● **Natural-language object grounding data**

· · · · · · ·

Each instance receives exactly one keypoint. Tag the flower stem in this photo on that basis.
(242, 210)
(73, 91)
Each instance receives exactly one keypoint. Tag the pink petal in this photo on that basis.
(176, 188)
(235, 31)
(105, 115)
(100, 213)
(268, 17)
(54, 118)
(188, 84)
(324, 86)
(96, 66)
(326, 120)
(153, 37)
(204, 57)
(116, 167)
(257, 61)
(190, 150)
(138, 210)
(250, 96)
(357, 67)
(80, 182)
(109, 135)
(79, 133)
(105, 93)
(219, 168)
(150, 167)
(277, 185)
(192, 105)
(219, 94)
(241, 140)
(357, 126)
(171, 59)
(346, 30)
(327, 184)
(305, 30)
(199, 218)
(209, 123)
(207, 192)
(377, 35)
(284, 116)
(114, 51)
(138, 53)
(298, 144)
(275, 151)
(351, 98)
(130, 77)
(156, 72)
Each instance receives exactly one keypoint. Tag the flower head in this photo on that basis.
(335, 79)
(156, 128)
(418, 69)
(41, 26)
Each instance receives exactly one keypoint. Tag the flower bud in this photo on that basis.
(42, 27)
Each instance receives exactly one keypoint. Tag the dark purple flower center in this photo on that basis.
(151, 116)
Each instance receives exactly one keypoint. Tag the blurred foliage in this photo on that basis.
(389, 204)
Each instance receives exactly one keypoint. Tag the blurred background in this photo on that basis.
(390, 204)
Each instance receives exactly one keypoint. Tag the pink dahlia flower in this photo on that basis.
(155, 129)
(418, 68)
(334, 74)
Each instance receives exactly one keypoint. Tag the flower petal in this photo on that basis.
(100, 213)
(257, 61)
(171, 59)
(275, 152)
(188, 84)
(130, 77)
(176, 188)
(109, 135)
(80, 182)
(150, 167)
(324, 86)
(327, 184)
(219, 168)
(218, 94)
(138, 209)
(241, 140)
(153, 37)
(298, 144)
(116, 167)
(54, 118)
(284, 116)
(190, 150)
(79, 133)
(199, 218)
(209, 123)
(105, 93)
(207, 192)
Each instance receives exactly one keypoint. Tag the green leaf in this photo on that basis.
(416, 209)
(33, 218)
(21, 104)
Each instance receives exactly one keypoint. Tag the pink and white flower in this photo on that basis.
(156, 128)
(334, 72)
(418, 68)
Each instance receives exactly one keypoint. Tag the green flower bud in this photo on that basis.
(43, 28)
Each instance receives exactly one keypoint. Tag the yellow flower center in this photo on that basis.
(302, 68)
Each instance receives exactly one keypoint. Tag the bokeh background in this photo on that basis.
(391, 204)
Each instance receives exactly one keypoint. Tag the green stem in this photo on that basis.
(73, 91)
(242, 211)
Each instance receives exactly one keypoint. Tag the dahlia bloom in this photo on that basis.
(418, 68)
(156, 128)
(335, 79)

· · · · · · ·

● **WHAT YOU HAVE TO DO**
Copy every line above without changes.

● **OUTPUT**
Each instance receives exactly one keypoint. Tag the flower stem in this photo on that basis.
(242, 210)
(73, 91)
Each instance receives exactly one keypoint. Tag the pink petal in this photo on that basis.
(176, 188)
(235, 31)
(105, 115)
(100, 213)
(268, 17)
(54, 118)
(188, 84)
(324, 86)
(96, 66)
(326, 120)
(153, 37)
(204, 57)
(116, 167)
(257, 61)
(190, 150)
(138, 210)
(250, 96)
(357, 67)
(80, 182)
(109, 135)
(79, 133)
(105, 93)
(219, 168)
(150, 167)
(277, 185)
(192, 105)
(219, 94)
(241, 140)
(357, 126)
(171, 59)
(346, 30)
(327, 184)
(305, 30)
(199, 218)
(209, 123)
(207, 192)
(377, 35)
(284, 116)
(114, 51)
(138, 53)
(298, 144)
(275, 151)
(351, 98)
(130, 77)
(156, 72)
Each instance receives exactly one keypoint. Tag the flower head in this photo on that basis.
(335, 79)
(156, 128)
(418, 69)
(41, 26)
Each instance receives exactly one keypoint. Tag the flower bud in this photo on that basis.
(42, 27)
Each instance receives exactly one keypoint. Tag the dark purple flower center in this photo on that basis.
(151, 116)
Each instance receives exactly one keypoint. Tag the blurred foliage in this photo on that basis.
(389, 204)
Each instance receives exactly one keypoint. Tag the blurred background in this photo on that basis.
(390, 204)
Each instance receives exactly one keypoint. Tag the pink dahlia flower in this photo on that basis.
(155, 129)
(418, 68)
(334, 74)
Each instance receives exactly one keypoint. Tag the flower petal in this photo on that basis.
(100, 213)
(257, 61)
(171, 59)
(275, 152)
(188, 84)
(130, 77)
(176, 188)
(109, 135)
(80, 182)
(150, 167)
(324, 86)
(327, 184)
(219, 168)
(218, 94)
(138, 209)
(241, 140)
(153, 37)
(298, 144)
(116, 167)
(54, 118)
(284, 116)
(190, 150)
(79, 133)
(199, 218)
(209, 123)
(105, 93)
(207, 192)
Each instance receives exactly one keypoint. Tag the green leaf in this photo on that basis.
(416, 209)
(33, 218)
(21, 104)
Each instance receives exactly one keypoint. Tag the pink and white flower in this photo on that basis.
(156, 128)
(334, 72)
(418, 68)
Each instance receives exactly one keypoint. Tag the green flower bud in this photo on that basis.
(43, 28)
Each instance receives exactly one keypoint. Tag the yellow flower center in this photo on that basis.
(302, 68)
Each instance receives exactly one keypoint. Tag the bokeh background in this photo on that basis.
(391, 204)
Each instance receives exactly one keypoint. Tag the green stem in this photo on that basis.
(73, 91)
(242, 211)
Each instance receives exactly one keypoint. Tag the dahlia bloom in this photo on that basis.
(418, 68)
(156, 128)
(335, 79)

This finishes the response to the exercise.